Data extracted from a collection
━━━━━━━━━━━━━━━━━━━━
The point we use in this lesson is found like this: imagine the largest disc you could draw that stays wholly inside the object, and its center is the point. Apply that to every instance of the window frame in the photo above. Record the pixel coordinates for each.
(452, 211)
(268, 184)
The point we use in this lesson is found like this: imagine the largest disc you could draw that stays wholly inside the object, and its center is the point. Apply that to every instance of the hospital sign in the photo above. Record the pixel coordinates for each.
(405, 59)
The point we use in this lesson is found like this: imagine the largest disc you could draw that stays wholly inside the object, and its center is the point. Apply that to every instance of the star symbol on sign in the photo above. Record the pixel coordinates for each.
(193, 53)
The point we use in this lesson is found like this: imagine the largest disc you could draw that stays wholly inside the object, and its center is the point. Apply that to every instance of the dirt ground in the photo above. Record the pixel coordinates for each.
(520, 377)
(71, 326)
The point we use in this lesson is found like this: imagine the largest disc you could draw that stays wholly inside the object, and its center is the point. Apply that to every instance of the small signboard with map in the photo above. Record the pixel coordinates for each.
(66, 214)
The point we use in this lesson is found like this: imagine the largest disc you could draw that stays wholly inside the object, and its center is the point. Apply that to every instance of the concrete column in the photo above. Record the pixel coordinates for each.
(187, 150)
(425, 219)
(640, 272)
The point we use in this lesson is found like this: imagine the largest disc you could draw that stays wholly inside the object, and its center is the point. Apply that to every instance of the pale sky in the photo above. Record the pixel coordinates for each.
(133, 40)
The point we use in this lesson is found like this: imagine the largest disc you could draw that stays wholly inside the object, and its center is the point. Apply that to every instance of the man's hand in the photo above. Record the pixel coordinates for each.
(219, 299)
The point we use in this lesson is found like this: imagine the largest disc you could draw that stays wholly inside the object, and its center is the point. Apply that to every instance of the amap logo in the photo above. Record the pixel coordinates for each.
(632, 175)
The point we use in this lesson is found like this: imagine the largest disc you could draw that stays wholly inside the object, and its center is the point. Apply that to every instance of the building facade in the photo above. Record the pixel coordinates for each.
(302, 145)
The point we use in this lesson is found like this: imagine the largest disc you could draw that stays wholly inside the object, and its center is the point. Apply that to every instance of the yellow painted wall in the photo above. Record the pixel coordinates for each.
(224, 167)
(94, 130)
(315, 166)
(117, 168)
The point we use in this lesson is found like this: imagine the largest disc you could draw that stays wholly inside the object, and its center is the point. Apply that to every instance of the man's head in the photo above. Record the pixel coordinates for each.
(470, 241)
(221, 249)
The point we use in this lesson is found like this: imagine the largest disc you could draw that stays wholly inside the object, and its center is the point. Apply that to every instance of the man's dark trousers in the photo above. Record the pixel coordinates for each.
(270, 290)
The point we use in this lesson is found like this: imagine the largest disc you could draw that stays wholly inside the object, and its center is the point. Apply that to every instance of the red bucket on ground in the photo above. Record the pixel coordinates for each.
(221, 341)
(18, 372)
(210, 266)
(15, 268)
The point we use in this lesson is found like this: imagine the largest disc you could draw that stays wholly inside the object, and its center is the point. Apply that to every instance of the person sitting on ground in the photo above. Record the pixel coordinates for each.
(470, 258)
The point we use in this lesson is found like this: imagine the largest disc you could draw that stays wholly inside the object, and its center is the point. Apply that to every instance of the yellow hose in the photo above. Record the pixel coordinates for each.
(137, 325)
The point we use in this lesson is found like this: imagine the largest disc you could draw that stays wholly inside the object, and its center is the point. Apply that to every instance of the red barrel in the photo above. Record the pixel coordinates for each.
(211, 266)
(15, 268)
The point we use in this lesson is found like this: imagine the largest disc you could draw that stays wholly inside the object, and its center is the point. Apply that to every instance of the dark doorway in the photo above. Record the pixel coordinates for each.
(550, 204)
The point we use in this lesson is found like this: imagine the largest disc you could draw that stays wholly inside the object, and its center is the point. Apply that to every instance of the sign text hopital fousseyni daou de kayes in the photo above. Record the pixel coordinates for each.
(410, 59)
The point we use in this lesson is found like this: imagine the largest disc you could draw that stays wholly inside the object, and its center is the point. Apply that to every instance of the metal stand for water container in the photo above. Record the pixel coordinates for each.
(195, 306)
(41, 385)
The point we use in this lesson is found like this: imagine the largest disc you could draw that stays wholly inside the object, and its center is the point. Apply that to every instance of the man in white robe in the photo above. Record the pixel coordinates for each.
━━━━━━━━━━━━━━━━━━━━
* _WHAT THIS TASK INVOLVES_
Copy the records above exactly as they appear.

* _TASK SOLUTION_
The point we use in this lesson is found like this: imagine the largest disc you could draw that stays wholly inside the object, and its center is the point. Apply that to every instance of the window frame in the photo above. Record the pixel coordinates for each.
(452, 211)
(268, 184)
The point we use in this lesson is found like this: imagine the largest disc you could draw that stays wholly inside the object, and its center is the point. Apply that to every instance of the hospital sign in the photo above. Record the pixel coordinates for each.
(405, 59)
The point we use in this lesson is found like this: imagine the largest disc you could draw that stays wholly inside the object, and its center is the point. Apply that to every instance of the star symbol on sign in the photo above. Record the pixel coordinates for each.
(193, 53)
The point we use in this lesson is found like this: imagine the largest disc you could draw that stays wholly inside the object, and its center is the point. Apply that to every instance of the dirt ground in the photo above. Record the pixel coordinates for each.
(520, 377)
(71, 326)
The point we use in this lesson is found like this: imagine the largest disc you could draw that stays wholly inside the object, and its center is the point. Apply that to every instance of the small signboard with map in the photo above. Record the pixel coordinates for each.
(66, 214)
The point we use in this lesson is found like this: imagine the largest disc you could draw that stays wholly inside the object, and its center is the point. Apply that to every instance of the concrete column in the photo above. Record the pixel coordinates for each.
(187, 150)
(425, 219)
(640, 272)
The point we use in this lesson is found like this: imagine the largest disc you could draw that stays wholly inside the object, and its center is the point. Apply that to every instance of the pale sky in the photo above. Record the pixel coordinates for each.
(133, 40)
The point we use in this lesson is found like this: imagine the largest disc you could draw that stays wholly inside the object, and its center is the point. Apply that to every instance of the man's hand in the photo above. Record the pixel coordinates for each.
(219, 299)
The point we use in this lesson is found like this: imagine the largest disc you could draw that stays wholly inside the object, and its center is the point. Apply that to every instance of the amap logo in the photo above. Record the pixel coordinates for each.
(632, 175)
The point we use in this lesson is found like this: imagine the largest disc you could draw that stays wholly inside the object, and its center is the point. Apply that to every instance of the building facade in the photo above. Record the pixel coordinates for each.
(302, 145)
The point we use in this lesson is found like this: imagine the largest disc you could draw that stays wholly inside the object, and its center is the point. Apply that to every instance of the yellow painted wall in the photo above. Record the pixel coordinates for each.
(224, 167)
(94, 130)
(315, 166)
(117, 168)
The point we use in this lesson is found like this: imagine the largest disc you could draw that stays wholly inside the object, and its center is the point. Apply that to every instance of the man's head in the photo above. Record the pixel coordinates for each.
(470, 241)
(221, 249)
The point we use in this lesson is found like this: imagine the largest disc you could draw that stays wholly inside the object, and its center is the point. Apply that to every instance of the man's dark trousers in the photo above. Record the pixel coordinates for each.
(270, 290)
The point we use in this lesson is found like this: imagine the largest disc you could draw that stays wholly inside the object, and its center is the point. Apply that to every instance of the red bucket on ground in the photo above. Record the pixel coordinates for each.
(221, 341)
(18, 372)
(210, 266)
(15, 268)
The point we use in this lesson is found like this: imagine the largest disc you could draw that stays wholly inside the object, and its center is the point. Apply that to every instance of the person sitting on ground in the photo above. Record the pixel coordinates for each.
(470, 258)
The point we use in this lesson is found like this: imagine the largest disc you could draw that stays wholly inside the object, and its center is the point. Apply that to every instance of the yellow hose in the photo above. Record the pixel coordinates for each.
(137, 325)
The point we use in this lesson is found like this: imagine the largest disc you could draw that stays wholly inside the object, and its center is the point. Apply that to every instance of the red barrel in the photo above. Record the pixel coordinates for each.
(211, 266)
(15, 268)
The point we use in this lesson is found like this: imagine the largest disc you could draw that stays wholly inside the object, and its center is the point. Apply that to every instance of the dark doorway in the photo above. Record the pixel coordinates for each.
(550, 204)
The point we use in this lesson is found like this: imagine the largest disc you could draw that stays wholly inside the object, and its center is the point. Apply that to every instance of the sign text hopital fousseyni daou de kayes in the photo above. Record the pixel coordinates for each.
(410, 59)
The point we use in this lesson is found like this: imagine the largest disc you could draw that stays wholly inside the object, and its center is the point. Apply that to every instance of the metal stand for water container in the photo above. Record the pixel coordinates for each.
(195, 306)
(41, 385)
The point we use in this lesson is found like this: imagine the largest disc you could draw that stays wholly inside the object, and its center is the point. Apply that to every instance of the man in white robe in the photo above. Record the pixel coordinates for each.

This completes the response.